• [EXTRAIT SOURCE]
━━━━━━━━━━━━━━━━━━━━━━━━━━━━━━

La variété des races et des religions de l’empire doit naturellement donner à l’armée russe moins d’unité, moins de cohésion qu’à beaucoup d’autres armées européennes, qu’à l’armée française en particulier. C’est là un fait incontestable ; près d’un quart des soldats rangés sous les aigles russes ne se donnent point à eux-mêmes le nom de Russes. Il ne faudrait pas croire pour cela que les armées du tsar fussent un amas confus et hétérogène de peuples divers, sans autre lien que les chaînes de fer de la discipline. La Russie à cet égard diffère entièrement de l’Autriche-Hongrie. Dans l’armée comme dans l’état, le groupe russe orthodoxe forme une masse assez compacte, assez puissante pour se subordonner tous les élémens secondaires et imprimer à l’ensemble un caractère d’unité et de cohésion. L’armée russe est une armée nationale. Il est des populations frontières qui, en cas d’invasion, pourraient faire à l’ennemi un bienveillant accueil ; il n’est probablement aucune tribu qui, sur le champ de bataille, déserterait les aigles impériales.

━━━━━━━━━━━━━━━━━━━━━━━━━━━━━━

• [EXERCICE PROPOSÉ]
Répondez à ces questions sur l'extrait consacré à l'armée russe.
1. Quelle part des soldats rangés sous les aigles russes ne se donnent pas le nom de Russes ?
2. De quel pays la Russie diffère-t-elle entièrement à cet égard ?
3. Quel groupe forme une masse assez compacte dans l'armée comme dans l'État ?
Appuyez-vous uniquement sur l'extrait pour répondre.

• [LIGNES DE DONNÉES]
━━━━━━━━━━━━━━━━━━━━━━━━━━━━━━

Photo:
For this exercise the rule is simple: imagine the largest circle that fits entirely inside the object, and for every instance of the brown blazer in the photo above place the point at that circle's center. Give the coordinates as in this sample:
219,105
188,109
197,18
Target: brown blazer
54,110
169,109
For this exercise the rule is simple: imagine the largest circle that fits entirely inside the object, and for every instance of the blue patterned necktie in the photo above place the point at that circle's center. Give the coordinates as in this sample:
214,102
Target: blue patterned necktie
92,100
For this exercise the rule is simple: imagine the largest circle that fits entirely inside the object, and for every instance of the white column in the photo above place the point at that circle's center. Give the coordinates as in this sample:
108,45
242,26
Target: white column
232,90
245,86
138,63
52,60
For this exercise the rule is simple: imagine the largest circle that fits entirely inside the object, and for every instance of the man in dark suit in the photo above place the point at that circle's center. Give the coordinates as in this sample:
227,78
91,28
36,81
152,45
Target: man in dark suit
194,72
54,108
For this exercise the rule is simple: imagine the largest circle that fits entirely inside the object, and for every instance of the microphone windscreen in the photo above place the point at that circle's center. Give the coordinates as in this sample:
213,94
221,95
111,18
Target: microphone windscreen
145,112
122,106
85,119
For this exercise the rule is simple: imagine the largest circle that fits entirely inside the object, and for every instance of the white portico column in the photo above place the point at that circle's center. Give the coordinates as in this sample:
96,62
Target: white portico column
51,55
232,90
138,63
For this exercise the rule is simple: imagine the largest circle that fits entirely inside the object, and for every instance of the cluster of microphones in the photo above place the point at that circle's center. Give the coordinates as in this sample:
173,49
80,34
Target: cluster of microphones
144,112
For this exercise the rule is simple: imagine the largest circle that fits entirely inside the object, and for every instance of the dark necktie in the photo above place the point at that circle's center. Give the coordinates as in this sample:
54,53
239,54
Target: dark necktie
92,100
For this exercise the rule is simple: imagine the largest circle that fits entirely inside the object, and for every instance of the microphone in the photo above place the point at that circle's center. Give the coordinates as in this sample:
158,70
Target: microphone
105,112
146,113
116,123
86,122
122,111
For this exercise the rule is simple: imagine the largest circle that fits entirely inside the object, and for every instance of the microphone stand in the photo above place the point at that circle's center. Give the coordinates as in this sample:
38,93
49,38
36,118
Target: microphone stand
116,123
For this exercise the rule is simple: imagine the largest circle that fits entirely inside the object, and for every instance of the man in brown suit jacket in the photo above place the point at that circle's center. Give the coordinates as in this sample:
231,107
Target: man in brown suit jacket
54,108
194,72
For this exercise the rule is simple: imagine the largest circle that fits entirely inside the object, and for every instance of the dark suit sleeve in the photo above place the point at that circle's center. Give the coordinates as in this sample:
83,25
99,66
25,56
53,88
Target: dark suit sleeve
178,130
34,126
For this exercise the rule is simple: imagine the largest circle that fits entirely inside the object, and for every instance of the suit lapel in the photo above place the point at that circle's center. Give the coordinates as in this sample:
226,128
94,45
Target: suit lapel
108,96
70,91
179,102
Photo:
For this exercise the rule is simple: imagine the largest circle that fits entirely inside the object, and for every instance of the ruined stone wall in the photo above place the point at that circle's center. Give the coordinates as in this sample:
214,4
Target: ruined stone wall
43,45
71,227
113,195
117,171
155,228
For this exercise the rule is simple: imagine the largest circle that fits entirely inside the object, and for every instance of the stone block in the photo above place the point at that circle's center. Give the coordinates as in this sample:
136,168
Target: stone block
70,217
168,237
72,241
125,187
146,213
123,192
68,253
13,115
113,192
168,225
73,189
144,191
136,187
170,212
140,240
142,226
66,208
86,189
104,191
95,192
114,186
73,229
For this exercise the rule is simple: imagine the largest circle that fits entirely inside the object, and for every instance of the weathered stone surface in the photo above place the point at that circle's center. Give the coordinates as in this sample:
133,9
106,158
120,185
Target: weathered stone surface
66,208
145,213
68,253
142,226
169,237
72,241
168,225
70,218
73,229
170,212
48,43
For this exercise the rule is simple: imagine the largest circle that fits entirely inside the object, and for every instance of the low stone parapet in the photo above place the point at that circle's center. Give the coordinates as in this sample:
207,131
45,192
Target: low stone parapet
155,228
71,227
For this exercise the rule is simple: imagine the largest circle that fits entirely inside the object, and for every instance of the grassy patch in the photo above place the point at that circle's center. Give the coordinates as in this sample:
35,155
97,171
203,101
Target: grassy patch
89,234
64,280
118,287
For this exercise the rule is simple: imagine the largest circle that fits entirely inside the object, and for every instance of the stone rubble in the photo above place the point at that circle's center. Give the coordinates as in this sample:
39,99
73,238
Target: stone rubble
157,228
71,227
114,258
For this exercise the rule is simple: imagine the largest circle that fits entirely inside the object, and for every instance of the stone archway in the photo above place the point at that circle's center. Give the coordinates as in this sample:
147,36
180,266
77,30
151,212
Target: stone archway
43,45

━━━━━━━━━━━━━━━━━━━━━━━━━━━━━━

• [CORRIGÉ DE L'EXERCICE]
1. Près d'un quart.
2. De l'Autriche-Hongrie.
3. Le groupe russe orthodoxe.